◆ What is required:
Your task is to extract every line from the material below exactly.

◆ Raw records:
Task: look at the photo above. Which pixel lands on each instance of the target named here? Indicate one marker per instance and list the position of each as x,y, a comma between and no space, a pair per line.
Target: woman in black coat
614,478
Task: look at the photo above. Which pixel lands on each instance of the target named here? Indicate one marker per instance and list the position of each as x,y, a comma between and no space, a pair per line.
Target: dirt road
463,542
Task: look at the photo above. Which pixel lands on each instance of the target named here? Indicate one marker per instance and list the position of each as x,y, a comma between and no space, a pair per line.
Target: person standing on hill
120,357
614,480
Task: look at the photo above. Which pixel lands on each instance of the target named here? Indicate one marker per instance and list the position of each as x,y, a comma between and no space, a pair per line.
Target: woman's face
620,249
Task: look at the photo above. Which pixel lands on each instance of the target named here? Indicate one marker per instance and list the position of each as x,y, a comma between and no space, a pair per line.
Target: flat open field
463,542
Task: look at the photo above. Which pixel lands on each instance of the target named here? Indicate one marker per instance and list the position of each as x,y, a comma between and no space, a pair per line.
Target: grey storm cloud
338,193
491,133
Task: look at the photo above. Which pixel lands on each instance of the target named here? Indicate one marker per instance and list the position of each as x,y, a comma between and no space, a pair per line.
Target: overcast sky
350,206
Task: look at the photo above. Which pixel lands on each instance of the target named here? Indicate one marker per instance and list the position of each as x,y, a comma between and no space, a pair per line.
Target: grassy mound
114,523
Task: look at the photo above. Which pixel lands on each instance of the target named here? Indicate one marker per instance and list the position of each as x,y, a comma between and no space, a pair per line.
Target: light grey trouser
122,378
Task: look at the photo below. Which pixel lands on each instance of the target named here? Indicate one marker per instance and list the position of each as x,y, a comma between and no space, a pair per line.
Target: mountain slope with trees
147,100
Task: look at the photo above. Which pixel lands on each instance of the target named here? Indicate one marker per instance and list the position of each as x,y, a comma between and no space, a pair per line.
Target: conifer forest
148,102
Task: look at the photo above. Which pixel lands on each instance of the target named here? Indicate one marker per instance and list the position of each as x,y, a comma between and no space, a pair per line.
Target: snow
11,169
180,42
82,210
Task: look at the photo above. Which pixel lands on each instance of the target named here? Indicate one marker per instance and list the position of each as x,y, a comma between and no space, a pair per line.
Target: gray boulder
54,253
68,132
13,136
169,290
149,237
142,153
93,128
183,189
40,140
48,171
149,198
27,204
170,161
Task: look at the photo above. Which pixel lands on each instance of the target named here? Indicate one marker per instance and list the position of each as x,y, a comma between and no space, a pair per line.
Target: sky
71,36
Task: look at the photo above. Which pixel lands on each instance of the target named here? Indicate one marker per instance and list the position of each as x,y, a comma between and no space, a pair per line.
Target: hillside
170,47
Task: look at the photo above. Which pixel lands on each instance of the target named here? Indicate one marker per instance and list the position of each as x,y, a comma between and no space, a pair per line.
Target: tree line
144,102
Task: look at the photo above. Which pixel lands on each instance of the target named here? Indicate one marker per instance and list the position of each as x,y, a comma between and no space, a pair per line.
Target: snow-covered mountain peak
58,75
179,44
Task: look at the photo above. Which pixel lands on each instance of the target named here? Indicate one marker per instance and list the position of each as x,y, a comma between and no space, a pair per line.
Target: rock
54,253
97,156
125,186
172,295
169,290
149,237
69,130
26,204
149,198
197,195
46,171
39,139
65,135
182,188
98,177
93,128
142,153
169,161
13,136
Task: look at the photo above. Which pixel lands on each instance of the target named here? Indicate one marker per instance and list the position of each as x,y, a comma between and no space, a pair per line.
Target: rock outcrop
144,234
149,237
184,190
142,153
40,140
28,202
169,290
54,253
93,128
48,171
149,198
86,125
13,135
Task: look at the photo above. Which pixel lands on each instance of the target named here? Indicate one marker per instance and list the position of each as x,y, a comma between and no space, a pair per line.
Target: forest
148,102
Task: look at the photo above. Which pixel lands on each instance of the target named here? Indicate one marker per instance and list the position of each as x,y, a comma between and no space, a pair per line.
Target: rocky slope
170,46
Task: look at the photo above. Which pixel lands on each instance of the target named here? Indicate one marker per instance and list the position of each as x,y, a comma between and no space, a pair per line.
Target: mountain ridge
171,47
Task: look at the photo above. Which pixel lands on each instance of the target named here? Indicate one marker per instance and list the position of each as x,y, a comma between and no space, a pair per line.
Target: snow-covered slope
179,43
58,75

◆ Exercise result:
Task: look at the photo above. Which pixel lands on each instance of the target named here? Indicate one marker per instance and list the position of each as x,y, a comma between and no space, a pair per line.
Target: woman in black coat
614,478
Task: look at the photo above. Which pixel lands on each instance of the target named here? Indicate one marker per instance and list the position of each as x,y, a comma between and no space, a pair per line.
Target: dirt road
463,542
Task: look at the photo above. Which pixel lands on each instance of the target named here? Indicate one marker per instance and list the position of each as x,y, a comma between and no space, a pair per line.
Target: person standing on hill
120,357
614,480
Task: look at the photo above. Which pixel lands on each instance of the target named here? Indicate one marker per instance and list the position of each as x,y, a comma between and no space, a pair per line.
Target: woman's face
620,249
Task: look at the photo above. Which pixel lands on each instance of the target named here? Indicate one marker per instance and list the position of each as x,y, a comma between and no space, a pair per line.
Target: flat open field
463,542
Task: look at the photo above. Which pixel lands on each instance of the target named here? Indicate one marker per instance and list the position of each as x,y, a comma between and no space, a pair per line.
Target: grey storm cloud
338,193
491,133
Task: look at the photo above. Which pixel lands on each instance of the target named here? Indicate one marker per instance and list the position of each as x,y, a comma between and no space, a pair per line.
Target: overcast sky
350,206
Task: look at the photo above. Which pixel lands on each instance of the target named here? Indicate one marker per instance and list the position of each as x,y, a comma between and no space, a pair per line.
Target: grassy mound
114,523
Task: look at the photo above. Which pixel lands on each instance of the target named here? Indicate one marker per instance and list the position of each as x,y, a comma between and no space, a pair per line.
Target: light grey trouser
122,378
Task: look at the photo below. Which pixel lands on each instance of the target named here? Indicate one marker per instance and list the position of each as x,y, a comma between and no space, a pair per line.
Target: mountain slope with trees
147,100
Task: look at the photo above. Which pixel lands on each instance of the target named here? Indicate one marker per instance and list the position of each as x,y, a comma between and no space, a pair per line.
Target: conifer forest
148,102
Task: look at the photo above. Which pixel lands on each instance of the target named here? Indicate one marker per instance and list the position of each as x,y, a comma between and no space, a pair per line.
Target: snow
11,169
180,42
82,210
Task: look at the photo above. Which pixel lands on each instance of the target named here? Indicate one marker per instance and list the position of each as x,y, a comma between and no space, a pair per line.
Target: gray boulder
54,253
68,132
13,136
169,290
149,237
142,153
93,128
183,189
40,140
48,171
149,198
27,204
170,161
Task: look at the photo above. Which pixel lands on each instance of the target named here? Indicate one marker per instance and list the position of each as x,y, a comma between and no space, a pair per line.
Target: sky
71,36
Task: look at the photo above. Which pixel lands on each instance of the target named here? Indicate one marker per instance and list the position of each as x,y, a comma between and no space, a pair per line.
Target: hillside
170,47
Task: look at the photo above. Which pixel lands on each instance of the target named here? Indicate one marker per instance and list the position of each as x,y, a comma between and no space, a pair per line.
Target: tree line
144,102
Task: look at the photo above. Which pixel lands on each instance of the target named here? Indicate one marker per instance and list the position of each as x,y, a comma between and no space, a pair per line.
Target: snow-covered mountain peak
58,75
179,44
Task: look at the photo above. Which pixel lands on each instance of the target named here? Indicate one marker per instance and list the position of each as x,y, a comma between and no space, a pair per line.
Target: rock
54,253
97,156
125,186
172,295
169,290
149,237
69,130
26,204
149,198
197,195
46,171
39,139
65,135
182,188
98,177
93,128
142,153
169,161
13,136
Task: look at the photo above. Which pixel lands on each instance of the target named here? Indicate one marker per instance and list the position of each as x,y, a comma between and no space, a pair per line.
Target: rock outcrop
144,234
149,237
184,190
142,153
40,140
28,202
169,290
54,253
93,128
48,171
149,198
86,125
13,135
Task: look at the photo above. Which pixel lands on each instance of the target named here? Indicate one marker per instance and list the position of each as x,y, a comma between and no space, a pair per line.
Target: forest
148,102
Task: look at the photo above. Which pixel lands on each instance of the target named here? Indicate one marker per instance and list the position of each as x,y, a comma between and no space, a pair per line.
Target: rocky slope
170,46
Task: look at the photo above. Which pixel lands on each instance of the target named here? Indicate one marker per instance and list the position of each as x,y, a comma between and no space, a pair per line.
Target: mountain ridge
171,47
Task: look at the photo above. Which pixel lands on each instance of the target named here? Indicate one marker per instance and list the position of each as x,y, a comma between and no space, a pair per line.
Target: snow-covered slope
179,43
58,75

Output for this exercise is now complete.